Liste des consignes
(A) Répondez aux questions suivantes d'après le texte extrait, en marquant chaque réponse comme sa question :
(i) Combien de temps la dernière phase a-t-elle duré ?
(ii) Quel logiciel a servi à réaliser les tris à plat ?
(iii) Combien de participants l'étude comptait-elle ?
(B) Recopiez fidèlement le passage du texte extrait qui va de « Figure 1 : exemple » jusqu'à « des questions soulevées. » inclus.

Texte extrait
╔══
Figure 1 : exemple de volume présenté au PSVT-R
Enfin, un entretien collectif semi-directif était destiné à recueillir les représentations des étudiants concernant les différents éléments de l’activité à laquelle ils ont participé. Cet entretien, enregistré reposait sur les questions suivantes :
Cette dernière phase a duré 25 minutes. Ainsi, 11 étudiants ont été actifs dans les débats pour un total de 30 interventions autour des questions soulevées.
Les données recueillies l’ont été sur la base de résultats au test PSVT-R de visualisation spatiale, de productions graphiques et écrites et de l’enregistrement audio de l’entretien semi-directif. À ces données nous avons ajouté des éléments, dont nous disposions déjà, sur l’âge des étudiants participant à cette recherche.
Traitement des données
Traitement quantitatif des résultats aux tests
Il s’est agi, sur une échelle de 1, c’est-à-dire en valeur relative, de déterminer le score obtenu par chacun des étudiants lors du PSVT-R. Ce score est le rapport du nombre de réponses justes sur le nombre total de questions. Les scores varient alors de 0,2 à 1.
Traitement qualitatif des entretiens (par analyse du discours) et des productions :
Une seconde étape d’analyse et codage du contenu a suivi. Elle a consisté à relever les représentations préalables du système montré et les difficultés de compréhension de l’animation 3D évoquées lors de l’entretien (Agbanglanon, 2013).
Avec le logiciel R, l’étape qui a suivi a consisté à la réalisation de tris à plat pour chercher à identifier des tendances. Ainsi, les données ont été présentées sous forme graphique. Notons que le nombre limité (17) de participants à l’étude ne nous a pas permis d’effectuer des tests statistiques pour établir des relations plus marquées.
╚══
Données fournies
╔══
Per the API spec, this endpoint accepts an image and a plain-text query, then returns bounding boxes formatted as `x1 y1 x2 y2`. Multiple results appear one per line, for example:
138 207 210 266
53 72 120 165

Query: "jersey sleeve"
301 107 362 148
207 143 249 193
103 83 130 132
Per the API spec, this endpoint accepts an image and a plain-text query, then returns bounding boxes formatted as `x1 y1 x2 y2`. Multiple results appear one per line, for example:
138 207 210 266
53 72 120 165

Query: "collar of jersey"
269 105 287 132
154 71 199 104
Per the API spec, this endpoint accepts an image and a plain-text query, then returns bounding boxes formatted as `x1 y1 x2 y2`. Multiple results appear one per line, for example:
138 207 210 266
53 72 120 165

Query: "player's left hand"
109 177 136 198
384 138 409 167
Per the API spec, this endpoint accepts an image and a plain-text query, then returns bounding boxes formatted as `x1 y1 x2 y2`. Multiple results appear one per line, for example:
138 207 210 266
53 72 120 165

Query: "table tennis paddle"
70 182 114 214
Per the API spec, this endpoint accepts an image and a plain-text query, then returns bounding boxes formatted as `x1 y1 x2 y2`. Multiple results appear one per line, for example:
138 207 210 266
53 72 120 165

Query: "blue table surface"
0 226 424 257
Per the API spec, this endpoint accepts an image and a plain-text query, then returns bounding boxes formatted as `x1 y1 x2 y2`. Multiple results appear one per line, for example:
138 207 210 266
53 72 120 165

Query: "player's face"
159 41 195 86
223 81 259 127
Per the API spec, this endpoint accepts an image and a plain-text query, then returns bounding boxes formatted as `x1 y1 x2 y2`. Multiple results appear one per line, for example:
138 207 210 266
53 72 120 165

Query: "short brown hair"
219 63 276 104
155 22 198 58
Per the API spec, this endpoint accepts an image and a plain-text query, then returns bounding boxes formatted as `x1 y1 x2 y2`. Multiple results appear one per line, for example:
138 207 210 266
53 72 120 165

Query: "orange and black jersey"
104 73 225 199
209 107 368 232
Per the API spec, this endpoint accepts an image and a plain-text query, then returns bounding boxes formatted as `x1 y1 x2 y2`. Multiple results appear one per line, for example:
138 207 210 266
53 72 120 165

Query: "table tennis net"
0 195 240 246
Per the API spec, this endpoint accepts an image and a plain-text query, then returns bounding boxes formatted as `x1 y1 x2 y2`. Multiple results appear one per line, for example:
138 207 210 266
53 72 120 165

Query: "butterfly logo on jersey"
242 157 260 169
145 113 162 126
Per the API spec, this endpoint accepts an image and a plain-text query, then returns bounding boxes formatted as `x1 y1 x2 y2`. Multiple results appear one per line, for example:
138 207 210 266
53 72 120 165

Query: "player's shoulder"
╚══
Réponses proposées
(A)
(i) 25 minutes.
(ii) Le logiciel R.
(iii) 17 participants.

(B)
Figure 1 : exemple de volume présenté au PSVT-R
Enfin, un entretien collectif semi-directif était destiné à recueillir les représentations des étudiants concernant les différents éléments de l’activité à laquelle ils ont participé. Cet entretien, enregistré reposait sur les questions suivantes :
Cette dernière phase a duré 25 minutes. Ainsi, 11 étudiants ont été actifs dans les débats pour un total de 30 interventions autour des questions soulevées.